Assignment:
Each record below should be written out again exactly.

-- Information given follows --

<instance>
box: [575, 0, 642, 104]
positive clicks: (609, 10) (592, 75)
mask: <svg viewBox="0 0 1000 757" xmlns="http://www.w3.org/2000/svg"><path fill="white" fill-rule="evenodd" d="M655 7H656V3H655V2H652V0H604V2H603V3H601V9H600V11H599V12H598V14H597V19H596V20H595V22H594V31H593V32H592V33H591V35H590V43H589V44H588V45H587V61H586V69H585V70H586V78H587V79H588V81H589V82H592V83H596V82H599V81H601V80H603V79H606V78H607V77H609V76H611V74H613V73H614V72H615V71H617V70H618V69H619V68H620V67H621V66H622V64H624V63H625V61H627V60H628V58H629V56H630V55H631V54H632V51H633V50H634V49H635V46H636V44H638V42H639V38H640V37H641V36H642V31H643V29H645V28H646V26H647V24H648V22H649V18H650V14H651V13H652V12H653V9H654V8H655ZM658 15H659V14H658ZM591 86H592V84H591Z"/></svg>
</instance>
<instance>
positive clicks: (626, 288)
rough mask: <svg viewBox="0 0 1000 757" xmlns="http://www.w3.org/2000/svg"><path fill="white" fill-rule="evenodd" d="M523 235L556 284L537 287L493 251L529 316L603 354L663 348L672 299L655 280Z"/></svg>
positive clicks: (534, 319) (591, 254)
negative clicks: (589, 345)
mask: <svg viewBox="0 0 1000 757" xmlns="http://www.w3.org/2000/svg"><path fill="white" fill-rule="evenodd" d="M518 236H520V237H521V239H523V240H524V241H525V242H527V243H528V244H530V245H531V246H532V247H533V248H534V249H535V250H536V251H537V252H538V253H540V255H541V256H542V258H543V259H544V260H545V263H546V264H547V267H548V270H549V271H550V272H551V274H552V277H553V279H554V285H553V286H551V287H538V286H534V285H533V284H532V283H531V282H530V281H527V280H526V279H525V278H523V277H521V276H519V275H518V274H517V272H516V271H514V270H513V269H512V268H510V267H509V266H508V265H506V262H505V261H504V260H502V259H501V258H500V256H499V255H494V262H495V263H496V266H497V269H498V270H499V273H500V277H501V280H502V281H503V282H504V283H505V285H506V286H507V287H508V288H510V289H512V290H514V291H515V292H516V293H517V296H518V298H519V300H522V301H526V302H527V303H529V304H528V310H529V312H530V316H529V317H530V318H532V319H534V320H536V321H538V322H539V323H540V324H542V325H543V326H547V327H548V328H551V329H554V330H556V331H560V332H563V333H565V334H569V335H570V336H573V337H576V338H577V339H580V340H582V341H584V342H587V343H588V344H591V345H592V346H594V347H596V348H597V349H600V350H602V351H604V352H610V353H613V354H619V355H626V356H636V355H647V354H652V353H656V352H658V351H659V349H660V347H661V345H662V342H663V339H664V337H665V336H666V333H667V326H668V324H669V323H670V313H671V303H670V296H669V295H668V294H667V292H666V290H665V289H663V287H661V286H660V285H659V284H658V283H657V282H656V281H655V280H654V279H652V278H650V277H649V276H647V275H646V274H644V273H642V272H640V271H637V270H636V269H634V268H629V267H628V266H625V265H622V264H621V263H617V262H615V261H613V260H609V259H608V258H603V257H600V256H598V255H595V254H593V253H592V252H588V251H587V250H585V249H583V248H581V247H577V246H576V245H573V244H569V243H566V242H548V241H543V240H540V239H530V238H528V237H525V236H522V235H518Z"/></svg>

-- Information given concluded --

Solution for this exercise:
<instance>
box: [575, 0, 642, 104]
positive clicks: (609, 10) (592, 75)
mask: <svg viewBox="0 0 1000 757" xmlns="http://www.w3.org/2000/svg"><path fill="white" fill-rule="evenodd" d="M655 7H656V3H655V2H652V0H604V2H603V3H601V9H600V11H599V12H598V14H597V19H596V20H595V22H594V31H593V32H592V33H591V35H590V43H589V44H588V45H587V61H586V69H585V70H586V78H587V79H588V81H589V82H592V83H596V82H599V81H601V80H603V79H606V78H607V77H609V76H611V74H613V73H614V72H615V71H617V70H618V69H619V68H620V67H621V66H622V64H624V63H625V61H627V60H628V58H629V56H630V55H631V54H632V51H633V50H634V49H635V46H636V44H638V42H639V38H640V37H641V36H642V31H643V29H645V28H646V26H647V24H648V22H649V18H650V14H651V13H652V12H653V9H654V8H655ZM658 15H659V14H658ZM591 86H592V84H591Z"/></svg>
</instance>
<instance>
positive clicks: (626, 288)
rough mask: <svg viewBox="0 0 1000 757" xmlns="http://www.w3.org/2000/svg"><path fill="white" fill-rule="evenodd" d="M523 235L556 284L537 287L493 251L529 316L603 354L663 348L672 299L655 280Z"/></svg>
positive clicks: (534, 319) (591, 254)
negative clicks: (589, 345)
mask: <svg viewBox="0 0 1000 757" xmlns="http://www.w3.org/2000/svg"><path fill="white" fill-rule="evenodd" d="M518 236H520V237H521V239H523V240H524V241H525V242H527V243H528V244H530V245H531V246H532V247H533V248H534V249H535V250H536V251H537V252H538V253H540V255H541V256H542V258H543V259H544V260H545V263H546V264H547V267H548V270H549V271H550V272H551V274H552V277H553V279H554V285H553V286H551V287H538V286H534V285H533V284H532V283H531V282H530V281H527V280H526V279H525V278H523V277H521V276H519V275H518V274H517V272H516V271H514V270H513V269H512V268H510V267H509V266H508V265H506V262H505V261H504V260H502V259H501V258H500V256H499V255H494V262H495V263H496V266H497V269H498V270H499V273H500V277H501V280H502V281H503V282H504V283H505V285H506V286H507V287H508V288H510V289H512V290H514V291H515V292H516V293H517V296H518V298H519V300H522V301H526V302H527V303H529V304H528V310H529V312H530V316H529V317H530V318H532V319H534V320H536V321H538V322H539V323H540V324H542V325H543V326H547V327H548V328H551V329H554V330H556V331H560V332H563V333H565V334H569V335H570V336H573V337H576V338H577V339H580V340H582V341H584V342H587V343H588V344H591V345H592V346H594V347H596V348H597V349H600V350H602V351H604V352H610V353H613V354H619V355H626V356H636V355H647V354H652V353H656V352H658V351H659V349H660V347H661V345H662V342H663V339H664V337H665V336H666V333H667V326H668V324H669V323H670V313H671V303H670V296H669V295H668V294H667V292H666V290H665V289H663V287H661V286H660V285H659V284H658V283H657V282H656V281H655V280H654V279H652V278H650V277H649V276H647V275H646V274H644V273H642V272H640V271H637V270H636V269H634V268H629V267H628V266H625V265H622V264H621V263H617V262H615V261H613V260H609V259H608V258H603V257H600V256H598V255H595V254H593V253H592V252H588V251H587V250H585V249H583V248H581V247H577V246H576V245H573V244H569V243H566V242H548V241H543V240H540V239H530V238H528V237H525V236H522V235H518Z"/></svg>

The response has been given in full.